HIVE-27786: Iceberg: Eliminate engine.hive.enabled table property. #4793

ayushtkn · 2023-10-11T13:09:01Z

What changes were proposed in this pull request?

Eliminate the need for engines to explicitly specify the hive.engine.enabled property, If anyone doesn't want this enabled, there is a conf which can be set to false in that cluster

Why are the changes needed?

Adds overhead for other engines, (trino still has issues I believe)

Does this PR introduce any user-facing change?

No

Is the change a dependency upgrade?

No

How was this patch tested?

UT

zhangbutao · 2023-10-12T14:13:47Z

As far as I know, other engines, e.g.

_Records shown_:
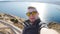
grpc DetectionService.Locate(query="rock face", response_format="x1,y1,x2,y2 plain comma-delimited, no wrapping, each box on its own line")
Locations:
0,13,25,29
48,22,60,33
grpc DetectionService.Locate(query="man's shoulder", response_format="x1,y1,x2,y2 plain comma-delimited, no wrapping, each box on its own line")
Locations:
25,20,29,22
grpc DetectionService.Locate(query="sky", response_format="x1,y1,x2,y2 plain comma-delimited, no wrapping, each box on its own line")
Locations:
0,2,60,22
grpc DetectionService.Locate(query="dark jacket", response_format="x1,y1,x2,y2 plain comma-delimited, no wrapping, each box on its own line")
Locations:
23,19,41,34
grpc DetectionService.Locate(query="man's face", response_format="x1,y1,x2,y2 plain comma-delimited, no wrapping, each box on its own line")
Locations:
27,11,38,22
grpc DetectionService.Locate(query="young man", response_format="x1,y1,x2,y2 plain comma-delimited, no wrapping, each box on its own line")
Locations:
23,7,47,34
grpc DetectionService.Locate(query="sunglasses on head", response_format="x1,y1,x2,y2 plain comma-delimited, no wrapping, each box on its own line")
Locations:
26,11,37,16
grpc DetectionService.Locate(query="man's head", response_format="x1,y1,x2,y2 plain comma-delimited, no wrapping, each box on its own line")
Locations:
26,7,39,22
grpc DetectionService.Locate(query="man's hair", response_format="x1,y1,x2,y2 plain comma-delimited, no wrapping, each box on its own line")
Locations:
28,6,36,9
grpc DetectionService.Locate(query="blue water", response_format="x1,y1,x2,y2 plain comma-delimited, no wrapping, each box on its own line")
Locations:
0,2,60,22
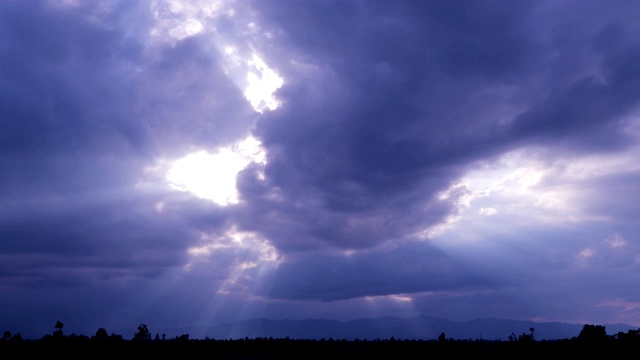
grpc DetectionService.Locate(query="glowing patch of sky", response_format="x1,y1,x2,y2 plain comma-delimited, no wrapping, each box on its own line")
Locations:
167,136,266,206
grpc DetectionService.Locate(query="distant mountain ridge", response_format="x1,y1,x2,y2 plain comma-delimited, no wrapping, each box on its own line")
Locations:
170,315,637,340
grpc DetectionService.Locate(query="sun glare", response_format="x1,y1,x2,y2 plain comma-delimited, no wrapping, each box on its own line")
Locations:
167,136,266,206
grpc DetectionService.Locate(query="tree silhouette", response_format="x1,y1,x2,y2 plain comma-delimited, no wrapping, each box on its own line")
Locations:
134,324,151,340
95,328,109,340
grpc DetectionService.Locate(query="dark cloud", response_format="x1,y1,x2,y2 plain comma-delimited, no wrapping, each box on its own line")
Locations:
0,1,640,336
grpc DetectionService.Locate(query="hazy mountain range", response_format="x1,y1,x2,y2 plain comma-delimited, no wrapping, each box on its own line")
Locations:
160,315,637,340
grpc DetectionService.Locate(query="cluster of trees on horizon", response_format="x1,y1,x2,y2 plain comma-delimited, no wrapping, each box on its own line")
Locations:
0,321,640,359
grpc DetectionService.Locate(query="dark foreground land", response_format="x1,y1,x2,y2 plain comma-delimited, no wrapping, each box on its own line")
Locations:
0,325,640,360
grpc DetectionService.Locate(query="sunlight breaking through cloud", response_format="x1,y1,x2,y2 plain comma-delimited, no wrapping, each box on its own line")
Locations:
166,136,266,206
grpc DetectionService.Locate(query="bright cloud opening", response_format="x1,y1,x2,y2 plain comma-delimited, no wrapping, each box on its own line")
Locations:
244,55,284,112
167,136,266,206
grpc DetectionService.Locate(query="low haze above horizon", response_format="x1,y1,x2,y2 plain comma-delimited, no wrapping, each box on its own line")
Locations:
0,0,640,337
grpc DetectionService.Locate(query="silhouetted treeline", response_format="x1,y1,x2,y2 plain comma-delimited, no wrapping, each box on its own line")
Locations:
0,323,640,359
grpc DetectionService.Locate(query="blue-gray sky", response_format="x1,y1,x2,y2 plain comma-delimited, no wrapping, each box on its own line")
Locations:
0,0,640,337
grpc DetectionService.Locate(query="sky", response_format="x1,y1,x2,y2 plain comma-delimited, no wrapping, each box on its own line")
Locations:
0,0,640,338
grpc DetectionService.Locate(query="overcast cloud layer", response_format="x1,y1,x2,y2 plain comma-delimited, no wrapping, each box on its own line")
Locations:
0,0,640,337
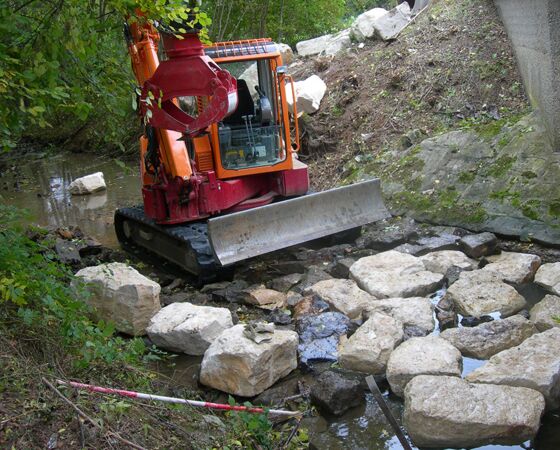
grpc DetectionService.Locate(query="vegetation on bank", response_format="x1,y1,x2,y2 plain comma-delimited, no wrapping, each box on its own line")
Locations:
0,206,306,449
0,0,394,153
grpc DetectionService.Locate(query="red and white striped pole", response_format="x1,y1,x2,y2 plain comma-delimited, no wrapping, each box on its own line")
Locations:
56,380,302,416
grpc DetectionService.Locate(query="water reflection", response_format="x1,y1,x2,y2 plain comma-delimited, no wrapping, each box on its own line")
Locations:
0,154,141,247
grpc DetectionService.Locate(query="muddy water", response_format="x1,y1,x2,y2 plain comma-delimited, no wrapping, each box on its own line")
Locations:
0,154,141,248
4,155,560,450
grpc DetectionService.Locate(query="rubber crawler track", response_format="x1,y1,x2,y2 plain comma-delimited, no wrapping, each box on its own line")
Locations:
115,206,223,281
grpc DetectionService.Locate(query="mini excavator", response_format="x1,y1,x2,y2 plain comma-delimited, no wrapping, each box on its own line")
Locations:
115,15,389,279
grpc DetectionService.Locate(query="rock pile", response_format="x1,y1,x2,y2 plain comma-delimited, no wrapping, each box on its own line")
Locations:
74,217,560,447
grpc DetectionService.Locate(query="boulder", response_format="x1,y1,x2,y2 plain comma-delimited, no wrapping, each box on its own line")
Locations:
286,75,327,115
440,315,538,359
76,263,161,336
363,297,435,335
200,325,298,397
403,375,544,448
446,270,526,317
420,250,478,275
338,313,404,374
304,279,376,319
373,2,412,41
296,34,332,56
387,336,463,397
350,8,387,41
310,370,364,416
241,286,287,309
146,302,233,355
276,44,294,66
482,252,541,284
459,232,498,258
466,328,560,409
531,295,560,331
324,30,352,55
535,262,560,295
350,250,443,298
68,172,107,195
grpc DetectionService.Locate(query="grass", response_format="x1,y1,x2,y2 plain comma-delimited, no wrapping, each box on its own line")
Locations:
0,207,306,449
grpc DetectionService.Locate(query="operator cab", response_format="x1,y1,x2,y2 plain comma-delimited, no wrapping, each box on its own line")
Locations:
218,59,286,170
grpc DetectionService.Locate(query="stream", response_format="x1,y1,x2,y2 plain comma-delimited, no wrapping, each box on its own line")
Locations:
0,154,560,450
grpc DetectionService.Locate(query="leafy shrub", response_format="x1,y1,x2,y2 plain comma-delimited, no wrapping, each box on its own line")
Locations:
0,206,145,367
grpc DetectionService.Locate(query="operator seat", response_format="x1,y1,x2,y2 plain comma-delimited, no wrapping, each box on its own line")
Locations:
222,78,255,126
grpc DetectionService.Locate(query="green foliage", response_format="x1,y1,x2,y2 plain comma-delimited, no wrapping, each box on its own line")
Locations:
0,206,146,367
203,0,346,45
0,0,203,150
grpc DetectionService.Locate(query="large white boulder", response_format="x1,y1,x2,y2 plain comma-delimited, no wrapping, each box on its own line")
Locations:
403,375,545,448
446,270,526,317
363,297,435,334
350,8,387,41
420,250,478,275
286,75,327,115
482,252,541,284
76,263,161,336
304,278,376,319
440,315,538,359
276,44,294,66
535,262,560,295
296,34,332,56
324,30,352,56
146,302,233,355
350,250,443,298
530,295,560,331
68,172,107,195
338,313,404,374
373,2,412,41
200,324,298,397
387,335,463,397
466,328,560,409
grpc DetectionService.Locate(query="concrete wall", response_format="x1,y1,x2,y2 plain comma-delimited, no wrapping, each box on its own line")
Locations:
494,0,560,151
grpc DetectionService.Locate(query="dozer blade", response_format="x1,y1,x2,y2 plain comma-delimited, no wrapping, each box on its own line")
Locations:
208,179,390,266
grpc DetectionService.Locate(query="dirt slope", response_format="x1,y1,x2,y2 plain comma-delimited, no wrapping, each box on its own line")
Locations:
292,0,528,190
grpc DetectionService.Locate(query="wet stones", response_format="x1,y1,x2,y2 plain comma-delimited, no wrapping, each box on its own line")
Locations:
482,252,541,285
76,263,161,336
304,279,376,319
241,286,287,310
296,312,350,366
466,328,560,410
364,297,435,336
403,375,545,448
200,325,298,397
459,233,498,258
446,270,525,317
387,336,463,397
350,250,443,298
269,273,303,292
535,262,560,295
420,250,478,275
68,172,107,195
530,295,560,331
338,313,404,374
310,370,364,416
146,302,233,355
440,312,536,359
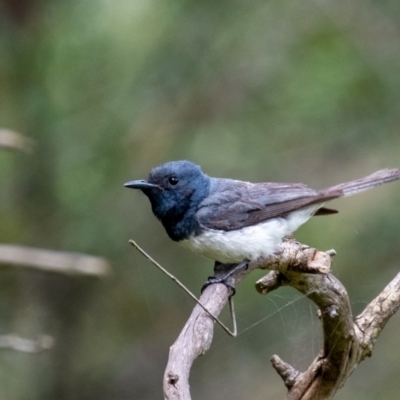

_Problems_:
[a] Answer these about the Iceberg pull request thread, one line each:
(i) For someone who doesn't want this enabled, what can be set to false in that cluster?
(ii) Which engine does the author believe still has issues?
(iii) How was the patch tested?
[b] Pick up the Iceberg pull request thread where it stops and keep it going.

_Per-task outputs_:
[a]
(i) A conf
(ii) Trino
(iii) UT

[b]
Trino has its own customized HMS catalog and Trino does't use the property, and so the iceberg table created by trino cann't be queried by HS2. I have submitted an immature PR about this before: HIVE-26693: HS2 can not read/write hive_catalog iceberg table created by other engines #3726
Spark uses the HMS catalog which is from iceberg's code repository, so this change has no effect on Spark engine, and if user want HS2 to query iceberg table created by Spark, they still need add property --hiveconf iceberg.engine.hive.enabled=true.

ayushtkn · 2023-10-12T14:20:58Z

We made that conf default true in this PR, so that shouldn’t be required here & maintaining this TBLPROPERTIES is becoming an overhead for us.

So, if spark creates a table without this tbl property, we would be able to read that table out of the box & no other engine would require to set this property just to make HS2 read the table.

zhangbutao · 2023-10-12T14:32:10Z

We made that conf default true in this PR, so that shouldn’t be required here & maintaining this TBLPROPERTIES is becoming an overhead for us

I see. :) I may be overthinking this change a bit. I think It's a good to remove it.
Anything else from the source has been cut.